Records excerpted from a collection
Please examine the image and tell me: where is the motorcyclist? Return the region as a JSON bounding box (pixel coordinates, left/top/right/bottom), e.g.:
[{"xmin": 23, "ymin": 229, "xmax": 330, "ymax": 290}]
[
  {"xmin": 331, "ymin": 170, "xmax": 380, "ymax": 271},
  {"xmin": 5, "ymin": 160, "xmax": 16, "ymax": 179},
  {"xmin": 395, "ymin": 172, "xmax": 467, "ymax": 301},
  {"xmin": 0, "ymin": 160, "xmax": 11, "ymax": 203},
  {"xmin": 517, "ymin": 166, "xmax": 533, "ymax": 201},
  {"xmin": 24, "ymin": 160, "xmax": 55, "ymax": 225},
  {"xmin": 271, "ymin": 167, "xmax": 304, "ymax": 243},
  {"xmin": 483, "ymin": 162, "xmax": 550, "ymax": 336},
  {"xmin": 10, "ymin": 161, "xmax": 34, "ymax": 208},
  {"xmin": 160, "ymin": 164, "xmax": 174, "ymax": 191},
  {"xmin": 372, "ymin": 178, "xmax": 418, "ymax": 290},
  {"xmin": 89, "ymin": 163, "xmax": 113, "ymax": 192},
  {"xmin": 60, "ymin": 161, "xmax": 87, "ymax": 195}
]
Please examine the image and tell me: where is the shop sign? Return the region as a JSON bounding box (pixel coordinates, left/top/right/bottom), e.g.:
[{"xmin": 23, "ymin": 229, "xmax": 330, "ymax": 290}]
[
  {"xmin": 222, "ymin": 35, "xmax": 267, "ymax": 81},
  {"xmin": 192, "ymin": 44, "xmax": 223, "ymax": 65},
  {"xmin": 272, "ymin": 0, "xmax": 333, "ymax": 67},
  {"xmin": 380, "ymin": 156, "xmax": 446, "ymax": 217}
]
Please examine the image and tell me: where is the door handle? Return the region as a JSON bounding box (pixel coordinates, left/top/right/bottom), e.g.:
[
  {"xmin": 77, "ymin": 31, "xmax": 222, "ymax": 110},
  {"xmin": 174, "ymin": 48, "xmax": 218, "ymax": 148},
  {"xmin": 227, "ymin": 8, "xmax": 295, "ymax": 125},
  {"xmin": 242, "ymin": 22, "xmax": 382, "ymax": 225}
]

- [To do] Would you write out all the records exactly as they read?

- [Result for this exercise]
Please examine the image and tell me: where is the motorcyclist? Return the region as a JSON bounding box (pixel coordinates, left/top/right/bottom), e.g.:
[{"xmin": 23, "ymin": 229, "xmax": 330, "ymax": 290}]
[
  {"xmin": 331, "ymin": 170, "xmax": 380, "ymax": 271},
  {"xmin": 5, "ymin": 160, "xmax": 16, "ymax": 179},
  {"xmin": 395, "ymin": 172, "xmax": 467, "ymax": 301},
  {"xmin": 0, "ymin": 160, "xmax": 11, "ymax": 203},
  {"xmin": 517, "ymin": 166, "xmax": 533, "ymax": 201},
  {"xmin": 24, "ymin": 160, "xmax": 55, "ymax": 225},
  {"xmin": 271, "ymin": 167, "xmax": 304, "ymax": 243},
  {"xmin": 483, "ymin": 162, "xmax": 550, "ymax": 336},
  {"xmin": 10, "ymin": 161, "xmax": 34, "ymax": 208},
  {"xmin": 160, "ymin": 164, "xmax": 174, "ymax": 191},
  {"xmin": 372, "ymin": 178, "xmax": 418, "ymax": 290},
  {"xmin": 89, "ymin": 163, "xmax": 113, "ymax": 192},
  {"xmin": 60, "ymin": 161, "xmax": 87, "ymax": 195}
]
Please examine the image and tell me: where is the shop sign? Return the region as a JSON bounding box (pixel coordinates, left/top/right/bottom), e.g.:
[{"xmin": 23, "ymin": 229, "xmax": 330, "ymax": 290}]
[
  {"xmin": 222, "ymin": 35, "xmax": 267, "ymax": 81},
  {"xmin": 192, "ymin": 44, "xmax": 223, "ymax": 65},
  {"xmin": 272, "ymin": 0, "xmax": 333, "ymax": 67},
  {"xmin": 380, "ymin": 156, "xmax": 446, "ymax": 217}
]
Please examine the image and tell me: where is the door handle? Return the region as a JSON bounding box (pixel coordinates, left/top/right/bottom), e.g.:
[
  {"xmin": 77, "ymin": 31, "xmax": 222, "ymax": 110},
  {"xmin": 174, "ymin": 48, "xmax": 218, "ymax": 148},
  {"xmin": 227, "ymin": 8, "xmax": 295, "ymax": 125},
  {"xmin": 242, "ymin": 22, "xmax": 382, "ymax": 225}
]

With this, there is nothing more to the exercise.